> _Work item_
Copy out all lines in the material below that contain the string "sign".

The input section start

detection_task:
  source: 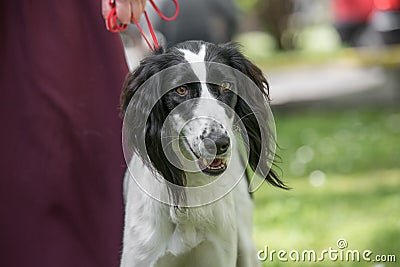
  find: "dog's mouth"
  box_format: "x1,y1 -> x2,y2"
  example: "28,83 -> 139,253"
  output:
197,157 -> 227,176
183,138 -> 228,176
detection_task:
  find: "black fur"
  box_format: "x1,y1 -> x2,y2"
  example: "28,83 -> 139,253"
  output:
217,43 -> 287,189
121,50 -> 188,205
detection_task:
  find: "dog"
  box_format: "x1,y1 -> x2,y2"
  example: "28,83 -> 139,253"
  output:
119,41 -> 286,267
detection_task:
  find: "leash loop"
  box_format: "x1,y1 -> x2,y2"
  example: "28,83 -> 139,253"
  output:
148,0 -> 179,21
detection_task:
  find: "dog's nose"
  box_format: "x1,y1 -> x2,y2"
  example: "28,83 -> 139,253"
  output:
203,134 -> 230,155
215,135 -> 230,155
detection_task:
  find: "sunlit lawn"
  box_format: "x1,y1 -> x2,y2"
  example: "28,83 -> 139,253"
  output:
253,107 -> 400,266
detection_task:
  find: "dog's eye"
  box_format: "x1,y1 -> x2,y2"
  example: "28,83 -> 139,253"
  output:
220,81 -> 232,91
175,86 -> 188,96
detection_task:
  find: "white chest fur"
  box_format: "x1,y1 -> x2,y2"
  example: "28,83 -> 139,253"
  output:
120,156 -> 239,267
156,195 -> 238,267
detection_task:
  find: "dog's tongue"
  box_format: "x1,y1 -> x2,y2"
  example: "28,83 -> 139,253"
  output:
210,158 -> 222,167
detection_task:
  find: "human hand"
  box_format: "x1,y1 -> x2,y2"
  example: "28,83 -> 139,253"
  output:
102,0 -> 147,29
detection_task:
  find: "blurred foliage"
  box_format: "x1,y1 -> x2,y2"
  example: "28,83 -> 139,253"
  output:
235,31 -> 278,60
234,28 -> 342,68
274,107 -> 400,178
253,106 -> 400,266
296,25 -> 341,53
233,0 -> 344,64
235,0 -> 296,50
255,0 -> 295,50
235,42 -> 400,76
234,0 -> 258,12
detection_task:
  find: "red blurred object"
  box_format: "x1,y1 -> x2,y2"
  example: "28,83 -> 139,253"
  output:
374,0 -> 400,10
333,0 -> 374,23
333,0 -> 400,46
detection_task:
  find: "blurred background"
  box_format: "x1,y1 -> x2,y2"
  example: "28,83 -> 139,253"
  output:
122,0 -> 400,266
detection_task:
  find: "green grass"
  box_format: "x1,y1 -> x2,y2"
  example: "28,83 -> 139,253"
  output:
253,107 -> 400,266
274,107 -> 400,177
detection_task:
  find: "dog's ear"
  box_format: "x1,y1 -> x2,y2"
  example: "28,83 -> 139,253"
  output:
220,43 -> 287,190
121,52 -> 186,206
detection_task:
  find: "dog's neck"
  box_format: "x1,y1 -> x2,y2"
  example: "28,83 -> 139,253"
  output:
122,134 -> 250,264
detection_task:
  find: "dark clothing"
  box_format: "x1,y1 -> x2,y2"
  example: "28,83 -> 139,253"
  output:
0,1 -> 128,266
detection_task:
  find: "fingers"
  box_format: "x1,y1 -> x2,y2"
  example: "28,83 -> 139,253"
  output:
131,0 -> 146,22
102,0 -> 112,29
101,0 -> 111,19
115,0 -> 132,24
102,0 -> 147,30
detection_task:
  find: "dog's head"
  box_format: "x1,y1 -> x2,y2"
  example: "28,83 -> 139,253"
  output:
121,41 -> 286,205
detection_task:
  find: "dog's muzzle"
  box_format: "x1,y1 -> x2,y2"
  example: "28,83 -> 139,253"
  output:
194,120 -> 230,176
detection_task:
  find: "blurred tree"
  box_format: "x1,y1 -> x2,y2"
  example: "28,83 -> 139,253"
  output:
255,0 -> 294,50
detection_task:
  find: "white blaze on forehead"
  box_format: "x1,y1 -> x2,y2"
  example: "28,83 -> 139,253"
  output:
179,45 -> 207,82
179,45 -> 213,99
179,44 -> 230,133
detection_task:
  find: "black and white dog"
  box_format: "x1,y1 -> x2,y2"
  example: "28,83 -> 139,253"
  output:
120,41 -> 286,267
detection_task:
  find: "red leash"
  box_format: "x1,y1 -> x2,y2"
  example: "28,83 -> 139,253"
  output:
107,0 -> 179,51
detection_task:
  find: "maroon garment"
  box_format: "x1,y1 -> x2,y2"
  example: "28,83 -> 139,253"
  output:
0,1 -> 128,266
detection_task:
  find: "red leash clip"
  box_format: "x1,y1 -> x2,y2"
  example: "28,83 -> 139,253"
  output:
107,0 -> 179,51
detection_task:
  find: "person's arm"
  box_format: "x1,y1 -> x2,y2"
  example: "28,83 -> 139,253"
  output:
102,0 -> 147,29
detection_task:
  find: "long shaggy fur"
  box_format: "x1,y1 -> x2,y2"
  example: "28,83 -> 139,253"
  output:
119,41 -> 287,267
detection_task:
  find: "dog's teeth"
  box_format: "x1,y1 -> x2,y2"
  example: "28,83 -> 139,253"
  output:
209,163 -> 225,170
202,158 -> 208,166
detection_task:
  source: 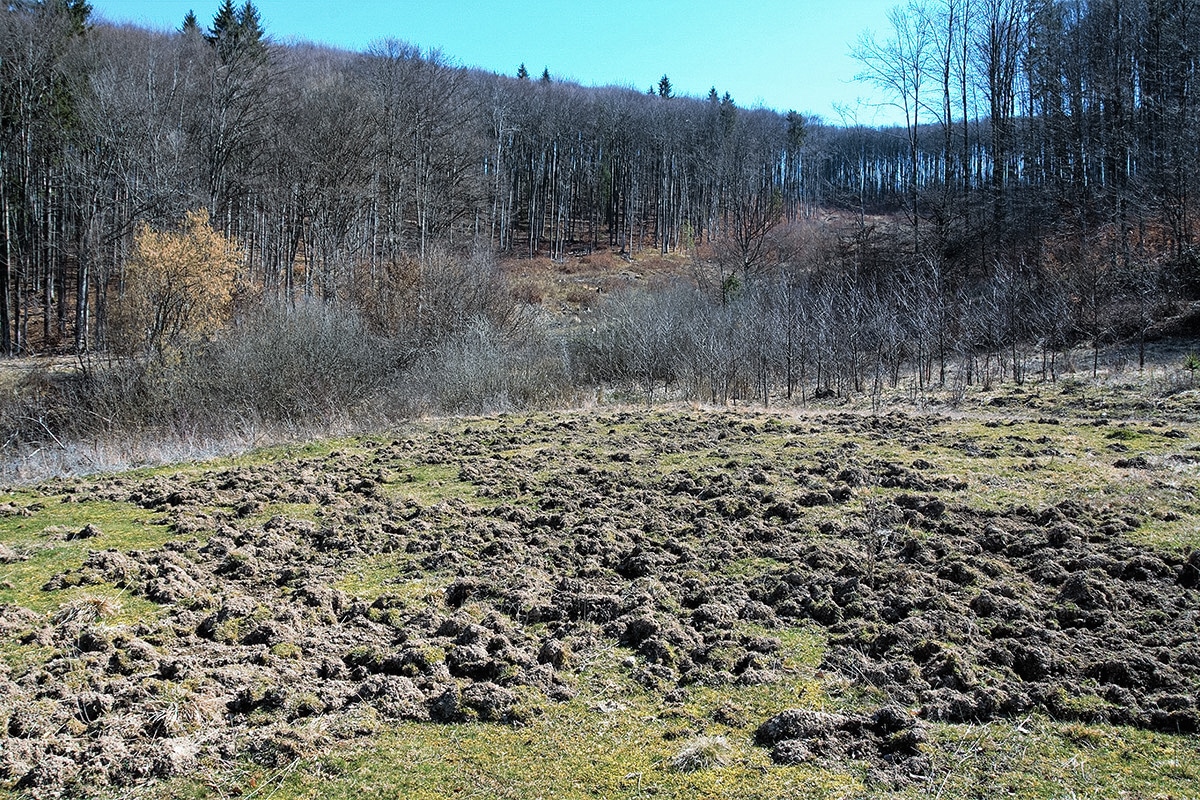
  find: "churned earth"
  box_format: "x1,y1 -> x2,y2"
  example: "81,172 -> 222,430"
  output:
2,378 -> 1200,799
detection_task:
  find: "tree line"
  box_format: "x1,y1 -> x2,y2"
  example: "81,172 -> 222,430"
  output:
848,0 -> 1200,257
1,0 -> 814,356
1,0 -> 1198,447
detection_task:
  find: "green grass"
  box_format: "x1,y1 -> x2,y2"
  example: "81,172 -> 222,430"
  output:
382,462 -> 491,507
134,634 -> 1200,800
245,632 -> 858,800
0,497 -> 173,609
929,718 -> 1200,798
334,555 -> 448,607
243,502 -> 321,525
278,711 -> 861,800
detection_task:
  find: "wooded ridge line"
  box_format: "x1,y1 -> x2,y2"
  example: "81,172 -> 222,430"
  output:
1,0 -> 1197,366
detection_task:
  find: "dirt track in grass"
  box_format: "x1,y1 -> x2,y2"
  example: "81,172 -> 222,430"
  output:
2,400 -> 1199,797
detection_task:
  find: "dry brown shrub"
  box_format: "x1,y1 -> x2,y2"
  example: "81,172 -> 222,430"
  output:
110,209 -> 242,357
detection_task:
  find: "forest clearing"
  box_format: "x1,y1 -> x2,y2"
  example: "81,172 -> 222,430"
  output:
3,363 -> 1200,799
4,0 -> 1200,796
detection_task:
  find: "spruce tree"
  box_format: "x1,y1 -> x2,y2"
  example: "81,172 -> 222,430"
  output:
517,63 -> 529,80
237,1 -> 263,46
181,9 -> 199,35
719,92 -> 736,134
62,0 -> 91,32
206,0 -> 265,64
206,0 -> 237,45
786,110 -> 805,149
658,74 -> 672,98
540,67 -> 550,83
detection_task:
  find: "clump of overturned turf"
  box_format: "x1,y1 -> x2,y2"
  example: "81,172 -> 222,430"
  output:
755,705 -> 930,786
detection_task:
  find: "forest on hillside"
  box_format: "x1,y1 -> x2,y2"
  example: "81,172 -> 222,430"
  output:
2,0 -> 1200,450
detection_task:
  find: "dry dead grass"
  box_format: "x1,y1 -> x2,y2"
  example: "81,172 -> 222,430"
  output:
502,248 -> 697,315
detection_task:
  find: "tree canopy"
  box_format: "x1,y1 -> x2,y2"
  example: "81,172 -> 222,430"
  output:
0,0 -> 1197,368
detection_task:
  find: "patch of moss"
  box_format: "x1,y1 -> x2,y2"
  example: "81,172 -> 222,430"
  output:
270,642 -> 304,660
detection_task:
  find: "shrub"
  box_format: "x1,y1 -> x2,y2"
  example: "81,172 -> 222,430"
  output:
109,208 -> 241,358
406,313 -> 572,414
204,300 -> 405,421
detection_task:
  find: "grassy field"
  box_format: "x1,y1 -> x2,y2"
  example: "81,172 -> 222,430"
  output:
2,370 -> 1199,799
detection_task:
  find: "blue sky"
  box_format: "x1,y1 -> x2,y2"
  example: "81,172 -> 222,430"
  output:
90,0 -> 905,125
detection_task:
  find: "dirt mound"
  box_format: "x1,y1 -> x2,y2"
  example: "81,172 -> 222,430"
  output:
815,497 -> 1199,732
756,705 -> 930,787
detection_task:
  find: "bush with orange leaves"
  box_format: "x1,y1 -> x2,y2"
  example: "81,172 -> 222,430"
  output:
112,209 -> 242,357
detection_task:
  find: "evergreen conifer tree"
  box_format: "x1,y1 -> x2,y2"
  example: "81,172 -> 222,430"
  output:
206,0 -> 237,44
206,0 -> 265,63
62,0 -> 91,31
237,0 -> 263,45
517,63 -> 529,80
719,92 -> 736,134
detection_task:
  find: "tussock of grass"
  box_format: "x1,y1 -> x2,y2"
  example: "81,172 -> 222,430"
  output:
50,592 -> 123,625
669,735 -> 733,772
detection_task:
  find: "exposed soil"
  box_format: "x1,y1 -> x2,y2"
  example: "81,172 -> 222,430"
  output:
1,408 -> 1199,797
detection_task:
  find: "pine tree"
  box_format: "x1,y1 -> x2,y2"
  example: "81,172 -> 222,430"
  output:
658,74 -> 672,99
181,9 -> 199,35
540,67 -> 551,83
517,63 -> 529,80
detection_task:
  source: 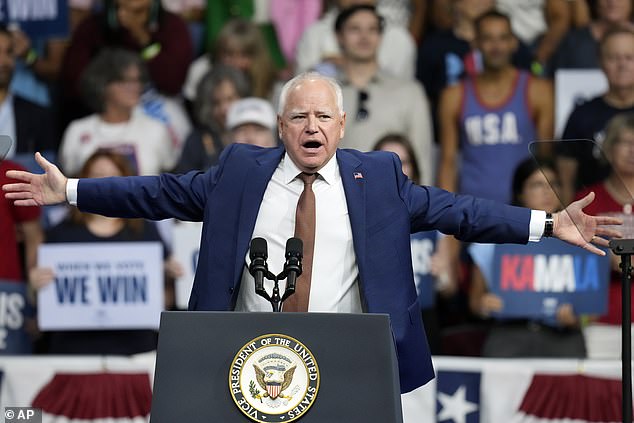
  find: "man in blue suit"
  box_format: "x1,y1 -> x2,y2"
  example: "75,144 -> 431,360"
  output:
3,73 -> 620,394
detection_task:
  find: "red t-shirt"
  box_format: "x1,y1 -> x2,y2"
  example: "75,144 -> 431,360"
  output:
0,161 -> 41,282
576,182 -> 632,325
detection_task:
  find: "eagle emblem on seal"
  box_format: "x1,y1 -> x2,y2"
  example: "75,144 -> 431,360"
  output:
253,361 -> 296,400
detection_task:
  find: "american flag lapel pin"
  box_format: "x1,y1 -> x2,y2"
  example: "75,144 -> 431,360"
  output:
353,171 -> 363,180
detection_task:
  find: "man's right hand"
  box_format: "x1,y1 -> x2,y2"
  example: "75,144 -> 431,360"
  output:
3,152 -> 68,206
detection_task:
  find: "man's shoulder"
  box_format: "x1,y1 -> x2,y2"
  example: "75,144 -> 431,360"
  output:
220,143 -> 284,164
374,73 -> 424,94
568,96 -> 609,118
338,148 -> 398,167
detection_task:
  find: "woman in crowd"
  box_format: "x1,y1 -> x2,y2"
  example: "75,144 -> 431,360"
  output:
575,112 -> 634,358
61,0 -> 192,124
30,150 -> 179,355
175,65 -> 251,172
183,18 -> 278,104
59,48 -> 175,176
469,157 -> 586,357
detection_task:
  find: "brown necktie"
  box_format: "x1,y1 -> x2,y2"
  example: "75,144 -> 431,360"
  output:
284,172 -> 317,312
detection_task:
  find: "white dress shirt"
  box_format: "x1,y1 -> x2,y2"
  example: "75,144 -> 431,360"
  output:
234,152 -> 362,313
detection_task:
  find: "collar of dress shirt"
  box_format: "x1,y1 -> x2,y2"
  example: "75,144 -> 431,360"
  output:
282,151 -> 338,185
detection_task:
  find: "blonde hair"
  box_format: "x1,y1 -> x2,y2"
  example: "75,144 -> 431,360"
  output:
214,19 -> 276,99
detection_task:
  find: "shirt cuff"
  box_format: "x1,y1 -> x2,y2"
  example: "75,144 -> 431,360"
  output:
528,209 -> 547,242
66,178 -> 79,206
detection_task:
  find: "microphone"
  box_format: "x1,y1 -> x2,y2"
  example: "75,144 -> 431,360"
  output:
282,238 -> 303,299
249,238 -> 268,294
0,135 -> 12,161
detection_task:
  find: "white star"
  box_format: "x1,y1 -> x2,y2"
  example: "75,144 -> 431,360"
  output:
437,385 -> 479,423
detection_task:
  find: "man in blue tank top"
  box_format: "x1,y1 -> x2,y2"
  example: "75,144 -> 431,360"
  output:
437,10 -> 554,204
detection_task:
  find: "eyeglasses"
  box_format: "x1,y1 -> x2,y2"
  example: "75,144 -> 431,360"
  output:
356,90 -> 369,122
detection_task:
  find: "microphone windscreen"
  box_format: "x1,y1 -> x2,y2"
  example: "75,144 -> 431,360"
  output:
286,237 -> 303,256
250,237 -> 268,259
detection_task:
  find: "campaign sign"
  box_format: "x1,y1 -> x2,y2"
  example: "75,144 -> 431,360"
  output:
0,280 -> 32,354
37,242 -> 163,330
411,231 -> 438,310
172,221 -> 202,309
490,238 -> 610,318
0,0 -> 69,38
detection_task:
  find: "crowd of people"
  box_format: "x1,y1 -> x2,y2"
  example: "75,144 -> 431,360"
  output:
2,0 -> 634,359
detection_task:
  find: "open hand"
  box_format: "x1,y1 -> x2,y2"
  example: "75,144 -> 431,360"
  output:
3,152 -> 68,206
553,192 -> 622,256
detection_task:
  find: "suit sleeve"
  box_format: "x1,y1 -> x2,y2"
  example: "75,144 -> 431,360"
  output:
395,156 -> 531,243
77,144 -> 237,221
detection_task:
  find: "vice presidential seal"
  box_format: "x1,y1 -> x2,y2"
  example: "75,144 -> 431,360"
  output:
229,334 -> 320,422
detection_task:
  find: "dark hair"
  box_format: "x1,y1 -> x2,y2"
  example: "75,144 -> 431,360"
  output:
194,65 -> 251,129
0,23 -> 10,38
103,0 -> 162,37
335,4 -> 385,33
373,133 -> 421,184
70,150 -> 144,233
474,10 -> 513,36
79,48 -> 148,113
511,157 -> 558,207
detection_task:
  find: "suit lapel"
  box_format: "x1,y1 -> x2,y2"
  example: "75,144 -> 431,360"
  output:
337,150 -> 366,277
234,147 -> 285,284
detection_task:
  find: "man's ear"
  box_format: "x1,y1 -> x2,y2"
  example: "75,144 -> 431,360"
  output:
277,114 -> 283,138
339,112 -> 346,139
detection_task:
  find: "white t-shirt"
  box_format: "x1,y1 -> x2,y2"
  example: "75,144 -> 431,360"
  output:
59,108 -> 176,176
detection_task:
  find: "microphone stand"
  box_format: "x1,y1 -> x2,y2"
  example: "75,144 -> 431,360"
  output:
609,238 -> 634,423
255,271 -> 300,313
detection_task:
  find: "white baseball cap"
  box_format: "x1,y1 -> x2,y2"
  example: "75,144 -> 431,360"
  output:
226,97 -> 277,131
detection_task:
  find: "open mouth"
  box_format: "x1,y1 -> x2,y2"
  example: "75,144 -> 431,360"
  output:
303,141 -> 322,149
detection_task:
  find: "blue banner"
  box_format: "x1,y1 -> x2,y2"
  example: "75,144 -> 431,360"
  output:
0,280 -> 32,354
411,231 -> 438,310
0,0 -> 69,39
487,238 -> 610,319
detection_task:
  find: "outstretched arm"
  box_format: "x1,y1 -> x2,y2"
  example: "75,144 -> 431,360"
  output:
553,192 -> 622,256
3,152 -> 67,206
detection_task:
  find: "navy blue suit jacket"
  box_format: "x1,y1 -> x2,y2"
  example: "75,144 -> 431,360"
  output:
77,144 -> 531,393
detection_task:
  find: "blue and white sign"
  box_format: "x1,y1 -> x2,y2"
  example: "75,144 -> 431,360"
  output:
487,238 -> 610,318
37,242 -> 163,330
0,0 -> 69,38
411,231 -> 439,310
172,221 -> 202,309
0,280 -> 32,354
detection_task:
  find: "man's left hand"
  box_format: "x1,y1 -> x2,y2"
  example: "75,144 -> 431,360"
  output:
553,192 -> 622,256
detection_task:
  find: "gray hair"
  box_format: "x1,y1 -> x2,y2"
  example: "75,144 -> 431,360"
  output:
603,112 -> 634,159
194,65 -> 252,129
277,72 -> 344,116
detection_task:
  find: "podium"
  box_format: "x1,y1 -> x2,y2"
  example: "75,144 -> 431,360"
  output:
150,311 -> 403,422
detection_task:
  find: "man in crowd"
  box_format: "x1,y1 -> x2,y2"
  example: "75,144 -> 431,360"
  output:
334,5 -> 434,185
296,0 -> 416,79
437,10 -> 553,203
559,27 -> 634,203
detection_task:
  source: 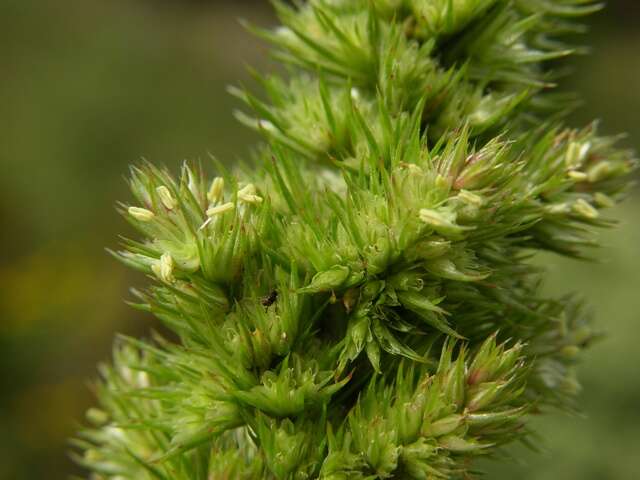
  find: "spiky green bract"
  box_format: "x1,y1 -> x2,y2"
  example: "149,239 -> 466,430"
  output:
75,1 -> 636,479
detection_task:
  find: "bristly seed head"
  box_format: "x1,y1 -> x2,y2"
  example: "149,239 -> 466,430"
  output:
79,2 -> 636,479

The input section end

> _Result below_
  find: "campaign sign"
  find: "blue and white sign"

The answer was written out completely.